| What to do |
[A] Answer these questions using the recording agreement, one answer per line:
(i) What share of the net sums received from exploiting the Recordings does Company pay Writer/Label?
(ii) Within how many days after the last days of June and December must Company furnish statements?
(iii) Whose approval does Writer/Label warrant it does not need to exploit the Recordings or grant rights to Company?
[B] Reproduce the passage of the recording agreement that begins at the words "A. Within sixty" and ends after the words "(1) year period.", word for word.

| Text |
———
Writer/Label hereby warrants and represents that the Recordings are original works, that neither the Recordings nor any part thereof infringe upon the title, literary or musical property or copyright of any other work nor the statutory, common law or other rights (including rights of privacy) of any person, firm or corporation, that Writer/Label is the sole owner of the Recordings. Writer/Label further warrants that Writer/Label has the full right and power to make the within agreement, that Writer/Label has not sold, assigned, transferred, hypothecated or mortgaged any right, title or interest in or to the Recordings or any part thereof or any of the rights herein conveyed, that Writer/Label has not made or entered into any contract with any other person, firm or corporation affecting the Recording or any right, title or interest therein or in the copyright thereof, that there exists no adverse claims to or in the said Recordings. For the avoidance of any doubt, Writer/Label warrants and represents that it does not require the approval of any performer, musician or any other person involved in the production of said Recordings in order to engage in the exploitation of the Recordings or to grant of the rights to Company herein.
6. CONSIDERATION.
Company shall pay Writer/Label fifty percent (“50”%) of the net sums actually received from the exploitation of the Recordings, including but not limited to, from motion picture and television synchronization rights, sales, other licensing and streaming.
7. STATEMENTS.
A. Within sixty (60) days after the last days of June and December in each year, Company will prepare and furnish semi-annual statements to Writer/Label under this agreement, and each such statement shall be accompanied by payment of any and all sums shown to be due for the six-month period preceding each such last day of June and December. Writer/Label shall notify Company in writing of any specific objection to such statements no later than one (1) year after the receipt thereof by Company. Writer/Label shall waive any and all objections, questions, or disputes concerning any such statement unless such objection(s) is/are received by Company within such one (1) year period.
———
| Data shown |

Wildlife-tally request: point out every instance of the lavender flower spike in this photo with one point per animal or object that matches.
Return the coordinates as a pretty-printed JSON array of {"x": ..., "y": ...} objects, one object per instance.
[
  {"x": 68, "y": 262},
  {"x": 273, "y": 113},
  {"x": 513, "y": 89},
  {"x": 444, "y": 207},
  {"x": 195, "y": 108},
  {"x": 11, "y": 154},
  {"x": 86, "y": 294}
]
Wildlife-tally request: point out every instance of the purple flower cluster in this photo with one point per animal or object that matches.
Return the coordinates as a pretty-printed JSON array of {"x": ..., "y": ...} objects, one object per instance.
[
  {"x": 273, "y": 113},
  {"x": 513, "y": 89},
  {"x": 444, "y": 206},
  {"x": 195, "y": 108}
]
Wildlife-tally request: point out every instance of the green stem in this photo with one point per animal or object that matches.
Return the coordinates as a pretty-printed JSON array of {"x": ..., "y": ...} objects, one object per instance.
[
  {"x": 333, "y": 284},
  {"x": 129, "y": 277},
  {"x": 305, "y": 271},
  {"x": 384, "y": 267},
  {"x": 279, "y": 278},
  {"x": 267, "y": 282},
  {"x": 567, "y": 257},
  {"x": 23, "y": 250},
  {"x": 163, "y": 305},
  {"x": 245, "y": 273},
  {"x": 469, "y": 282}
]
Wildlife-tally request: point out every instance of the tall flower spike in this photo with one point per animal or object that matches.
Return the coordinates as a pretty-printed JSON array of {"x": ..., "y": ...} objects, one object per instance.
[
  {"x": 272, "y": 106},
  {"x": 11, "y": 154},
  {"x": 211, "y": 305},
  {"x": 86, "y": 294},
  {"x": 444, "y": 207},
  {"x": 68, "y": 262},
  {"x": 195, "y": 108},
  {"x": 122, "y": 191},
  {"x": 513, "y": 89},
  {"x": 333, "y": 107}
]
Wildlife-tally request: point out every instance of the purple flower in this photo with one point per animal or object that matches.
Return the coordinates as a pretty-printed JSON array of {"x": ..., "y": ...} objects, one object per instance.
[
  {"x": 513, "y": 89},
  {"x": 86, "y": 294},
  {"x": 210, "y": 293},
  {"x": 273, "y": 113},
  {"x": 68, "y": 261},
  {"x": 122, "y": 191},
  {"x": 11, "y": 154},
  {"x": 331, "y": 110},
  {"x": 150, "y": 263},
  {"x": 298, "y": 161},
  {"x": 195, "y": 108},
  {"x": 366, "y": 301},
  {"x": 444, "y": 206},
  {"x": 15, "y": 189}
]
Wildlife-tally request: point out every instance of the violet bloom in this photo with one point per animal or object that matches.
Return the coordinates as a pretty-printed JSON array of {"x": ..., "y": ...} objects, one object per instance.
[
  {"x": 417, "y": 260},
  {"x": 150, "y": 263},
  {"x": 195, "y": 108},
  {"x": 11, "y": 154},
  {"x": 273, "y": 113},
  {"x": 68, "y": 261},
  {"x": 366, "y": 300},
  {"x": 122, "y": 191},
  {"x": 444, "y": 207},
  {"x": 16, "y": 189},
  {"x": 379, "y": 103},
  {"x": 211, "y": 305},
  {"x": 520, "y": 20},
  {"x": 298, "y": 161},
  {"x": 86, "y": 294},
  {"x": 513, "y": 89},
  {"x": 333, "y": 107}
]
———
| Solution set |
[A]
(i) Fifty percent ("50"%).
(ii) Sixty (60) days.
(iii) The approval of any performer, musician or any other person involved in the production of the Recordings.

[B]
A. Within sixty (60) days after the last days of June and December in each year, Company will prepare and furnish semi-annual statements to Writer/Label under this agreement, and each such statement shall be accompanied by payment of any and all sums shown to be due for the six-month period preceding each such last day of June and December. Writer/Label shall notify Company in writing of any specific objection to such statements no later than one (1) year after the receipt thereof by Company. Writer/Label shall waive any and all objections, questions, or disputes concerning any such statement unless such objection(s) is/are received by Company within such one (1) year period.